(Dataset content)

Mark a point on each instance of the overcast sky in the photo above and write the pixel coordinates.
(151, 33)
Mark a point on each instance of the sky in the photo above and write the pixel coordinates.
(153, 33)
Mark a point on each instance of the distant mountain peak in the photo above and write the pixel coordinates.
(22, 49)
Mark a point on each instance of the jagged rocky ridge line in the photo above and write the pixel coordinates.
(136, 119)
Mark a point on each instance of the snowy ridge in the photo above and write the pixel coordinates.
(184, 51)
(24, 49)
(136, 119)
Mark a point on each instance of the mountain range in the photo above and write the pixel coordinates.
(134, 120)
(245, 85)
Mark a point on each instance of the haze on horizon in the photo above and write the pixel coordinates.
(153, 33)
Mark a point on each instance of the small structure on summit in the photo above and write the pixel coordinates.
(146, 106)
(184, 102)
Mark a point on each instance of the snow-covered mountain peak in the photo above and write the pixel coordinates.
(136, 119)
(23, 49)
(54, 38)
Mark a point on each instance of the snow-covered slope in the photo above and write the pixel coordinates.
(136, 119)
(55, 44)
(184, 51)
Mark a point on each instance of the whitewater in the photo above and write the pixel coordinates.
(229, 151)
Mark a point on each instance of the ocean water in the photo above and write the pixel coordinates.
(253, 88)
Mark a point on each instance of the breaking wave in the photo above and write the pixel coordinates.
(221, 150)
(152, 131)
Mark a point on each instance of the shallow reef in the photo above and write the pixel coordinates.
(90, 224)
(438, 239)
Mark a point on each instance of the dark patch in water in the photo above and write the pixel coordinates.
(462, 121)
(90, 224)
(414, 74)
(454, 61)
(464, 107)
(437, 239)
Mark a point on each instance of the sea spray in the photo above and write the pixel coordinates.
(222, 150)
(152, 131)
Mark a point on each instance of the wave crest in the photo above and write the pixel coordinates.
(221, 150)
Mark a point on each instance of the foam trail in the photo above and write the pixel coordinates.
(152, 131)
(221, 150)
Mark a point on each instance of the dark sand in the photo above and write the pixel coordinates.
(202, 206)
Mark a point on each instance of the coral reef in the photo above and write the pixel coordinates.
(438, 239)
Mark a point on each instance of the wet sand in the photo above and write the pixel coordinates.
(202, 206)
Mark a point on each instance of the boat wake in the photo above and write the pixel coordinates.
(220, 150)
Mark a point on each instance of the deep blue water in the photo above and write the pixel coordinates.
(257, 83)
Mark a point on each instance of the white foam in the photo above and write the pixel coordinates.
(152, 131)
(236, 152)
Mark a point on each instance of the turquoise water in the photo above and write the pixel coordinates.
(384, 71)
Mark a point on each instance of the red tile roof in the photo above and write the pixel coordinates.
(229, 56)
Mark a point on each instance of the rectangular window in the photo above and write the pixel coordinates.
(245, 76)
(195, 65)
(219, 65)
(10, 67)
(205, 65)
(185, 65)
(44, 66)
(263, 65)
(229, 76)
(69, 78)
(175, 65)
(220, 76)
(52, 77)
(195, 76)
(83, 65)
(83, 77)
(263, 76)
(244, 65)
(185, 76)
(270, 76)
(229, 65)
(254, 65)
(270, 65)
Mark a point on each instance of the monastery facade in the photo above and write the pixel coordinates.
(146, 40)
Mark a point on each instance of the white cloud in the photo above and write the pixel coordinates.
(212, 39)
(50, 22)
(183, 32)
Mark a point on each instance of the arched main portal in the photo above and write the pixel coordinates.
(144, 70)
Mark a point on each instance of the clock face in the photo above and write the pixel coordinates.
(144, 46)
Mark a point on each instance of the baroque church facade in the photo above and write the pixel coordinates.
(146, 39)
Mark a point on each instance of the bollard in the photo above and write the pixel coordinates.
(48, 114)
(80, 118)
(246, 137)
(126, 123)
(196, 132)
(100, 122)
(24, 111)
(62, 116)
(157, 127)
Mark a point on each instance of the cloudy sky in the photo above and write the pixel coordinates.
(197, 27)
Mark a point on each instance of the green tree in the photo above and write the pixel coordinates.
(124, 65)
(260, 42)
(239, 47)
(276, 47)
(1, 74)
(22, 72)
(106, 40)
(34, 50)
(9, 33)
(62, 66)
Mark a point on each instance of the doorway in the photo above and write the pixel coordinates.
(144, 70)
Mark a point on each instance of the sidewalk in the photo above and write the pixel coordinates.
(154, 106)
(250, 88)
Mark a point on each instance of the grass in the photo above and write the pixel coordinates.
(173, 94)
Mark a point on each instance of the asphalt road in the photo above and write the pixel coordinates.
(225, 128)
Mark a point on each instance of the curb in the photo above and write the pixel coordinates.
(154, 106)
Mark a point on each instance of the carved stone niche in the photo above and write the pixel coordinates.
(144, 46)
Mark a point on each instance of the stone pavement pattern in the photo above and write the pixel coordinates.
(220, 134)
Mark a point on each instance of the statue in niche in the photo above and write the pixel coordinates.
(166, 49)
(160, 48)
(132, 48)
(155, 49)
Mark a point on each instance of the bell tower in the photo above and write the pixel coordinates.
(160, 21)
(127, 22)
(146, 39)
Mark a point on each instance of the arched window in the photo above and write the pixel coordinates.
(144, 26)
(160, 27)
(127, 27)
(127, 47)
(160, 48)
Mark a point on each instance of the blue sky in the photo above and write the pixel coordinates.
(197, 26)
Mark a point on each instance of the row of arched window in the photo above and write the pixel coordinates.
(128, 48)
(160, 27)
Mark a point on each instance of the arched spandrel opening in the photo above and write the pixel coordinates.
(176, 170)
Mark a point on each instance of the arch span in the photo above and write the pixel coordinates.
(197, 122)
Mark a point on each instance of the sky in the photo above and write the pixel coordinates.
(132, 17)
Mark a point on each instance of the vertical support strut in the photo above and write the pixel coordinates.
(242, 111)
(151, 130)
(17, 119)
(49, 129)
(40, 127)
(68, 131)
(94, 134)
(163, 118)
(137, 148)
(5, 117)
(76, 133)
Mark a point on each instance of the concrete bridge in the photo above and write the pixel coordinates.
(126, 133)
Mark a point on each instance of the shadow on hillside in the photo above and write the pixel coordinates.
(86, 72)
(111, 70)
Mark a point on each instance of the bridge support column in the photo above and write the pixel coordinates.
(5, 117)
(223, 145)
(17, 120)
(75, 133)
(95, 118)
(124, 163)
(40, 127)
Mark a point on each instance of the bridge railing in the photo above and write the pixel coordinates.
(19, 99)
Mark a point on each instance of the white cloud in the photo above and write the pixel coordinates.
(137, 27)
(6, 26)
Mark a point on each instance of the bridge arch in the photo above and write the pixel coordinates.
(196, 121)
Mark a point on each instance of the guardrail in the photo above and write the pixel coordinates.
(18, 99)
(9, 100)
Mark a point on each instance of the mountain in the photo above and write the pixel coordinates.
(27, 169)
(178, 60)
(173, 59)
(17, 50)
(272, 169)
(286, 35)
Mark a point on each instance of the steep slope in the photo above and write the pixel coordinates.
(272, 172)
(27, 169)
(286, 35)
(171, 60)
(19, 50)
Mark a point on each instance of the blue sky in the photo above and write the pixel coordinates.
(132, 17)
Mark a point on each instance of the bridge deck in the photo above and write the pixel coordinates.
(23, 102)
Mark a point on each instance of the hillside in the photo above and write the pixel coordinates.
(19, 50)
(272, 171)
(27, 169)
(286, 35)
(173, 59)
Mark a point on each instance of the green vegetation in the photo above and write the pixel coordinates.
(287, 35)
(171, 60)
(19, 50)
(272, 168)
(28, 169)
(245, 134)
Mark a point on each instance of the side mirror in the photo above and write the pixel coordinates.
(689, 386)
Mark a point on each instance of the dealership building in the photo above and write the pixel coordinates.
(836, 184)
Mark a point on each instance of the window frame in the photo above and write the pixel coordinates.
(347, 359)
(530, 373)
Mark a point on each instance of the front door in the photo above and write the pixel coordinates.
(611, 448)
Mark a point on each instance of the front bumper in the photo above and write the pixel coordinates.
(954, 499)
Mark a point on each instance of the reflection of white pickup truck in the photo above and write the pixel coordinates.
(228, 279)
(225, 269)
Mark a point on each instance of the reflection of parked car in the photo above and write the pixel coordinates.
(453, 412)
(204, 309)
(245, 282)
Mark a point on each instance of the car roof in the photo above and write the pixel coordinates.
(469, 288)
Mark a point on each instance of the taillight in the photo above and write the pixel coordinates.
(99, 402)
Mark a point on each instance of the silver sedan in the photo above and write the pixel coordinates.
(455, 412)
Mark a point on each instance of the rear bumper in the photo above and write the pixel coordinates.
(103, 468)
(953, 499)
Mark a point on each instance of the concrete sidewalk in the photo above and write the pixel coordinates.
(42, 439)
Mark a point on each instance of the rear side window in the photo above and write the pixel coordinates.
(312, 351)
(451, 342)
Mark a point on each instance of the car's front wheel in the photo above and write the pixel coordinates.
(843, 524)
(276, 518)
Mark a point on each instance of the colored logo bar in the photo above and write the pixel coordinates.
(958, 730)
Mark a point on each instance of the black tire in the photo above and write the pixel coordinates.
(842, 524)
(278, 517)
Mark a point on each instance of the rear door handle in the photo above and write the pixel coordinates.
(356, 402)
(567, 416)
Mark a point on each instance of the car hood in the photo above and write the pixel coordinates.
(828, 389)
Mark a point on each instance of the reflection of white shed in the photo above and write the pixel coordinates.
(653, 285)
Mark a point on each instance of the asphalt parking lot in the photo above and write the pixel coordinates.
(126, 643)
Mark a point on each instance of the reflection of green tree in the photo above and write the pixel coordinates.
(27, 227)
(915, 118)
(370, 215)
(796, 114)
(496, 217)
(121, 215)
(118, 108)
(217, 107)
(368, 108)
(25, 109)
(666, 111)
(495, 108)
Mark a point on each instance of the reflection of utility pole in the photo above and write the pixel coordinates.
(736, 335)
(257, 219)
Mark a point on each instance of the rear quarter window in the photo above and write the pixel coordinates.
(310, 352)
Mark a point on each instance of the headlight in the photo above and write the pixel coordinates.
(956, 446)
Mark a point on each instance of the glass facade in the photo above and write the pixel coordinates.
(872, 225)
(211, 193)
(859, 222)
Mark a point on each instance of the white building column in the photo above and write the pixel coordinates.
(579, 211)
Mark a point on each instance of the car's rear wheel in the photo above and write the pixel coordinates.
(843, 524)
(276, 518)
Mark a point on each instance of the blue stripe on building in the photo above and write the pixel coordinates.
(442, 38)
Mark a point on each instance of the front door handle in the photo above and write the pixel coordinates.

(End Dataset content)

- **What is needed**: The answer should hold exactly the lines running from the one with "Mark a point on each instance of the rear door" to the final line of the data, both ends counted.

- **Exercise result**:
Mark a point on each instance of the rear door handle in the photo above and write the pixel coordinates.
(356, 402)
(567, 416)
Mark a point on each instance of the car hood in the photo above and write the pixel coordinates.
(828, 389)
Mark a point on each instance of the reflection of white shed in the photo above and write the pixel coordinates.
(653, 285)
Mark a point on each instance of the asphalt parking lot in the photo above and write the pixel coordinates.
(126, 643)
Mark a point on each instance of the reflection of green tree in the photo above and write the pixel coordinates.
(27, 227)
(915, 118)
(370, 215)
(796, 114)
(496, 217)
(121, 215)
(118, 108)
(217, 107)
(368, 108)
(25, 109)
(666, 111)
(495, 108)
Mark a point on each instance of the reflection of utility pole in the photo above and write the pixel coordinates.
(736, 335)
(257, 219)
Mark a point on each instance of the rear quarter window in the photo above and write the pixel coordinates.
(310, 352)
Mark a point on each instance of the headlight in the photo above and write the pixel coordinates.
(956, 446)
Mark a point on each instance of the glass facade in the photo above and write the pixel coordinates.
(872, 225)
(211, 193)
(859, 222)
Mark a point on each instance of the white building column in the photo above and write the pixel coordinates.
(579, 211)
Mark a point on each instance of the car's rear wheel in the photo above and write the pixel coordinates.
(843, 524)
(276, 518)
Mark a point on each instance of the blue stripe on building in the photo above and write the pixel coordinates.
(442, 38)
Mark a point on each instance of the front door handle in the photo above and write the pixel coordinates.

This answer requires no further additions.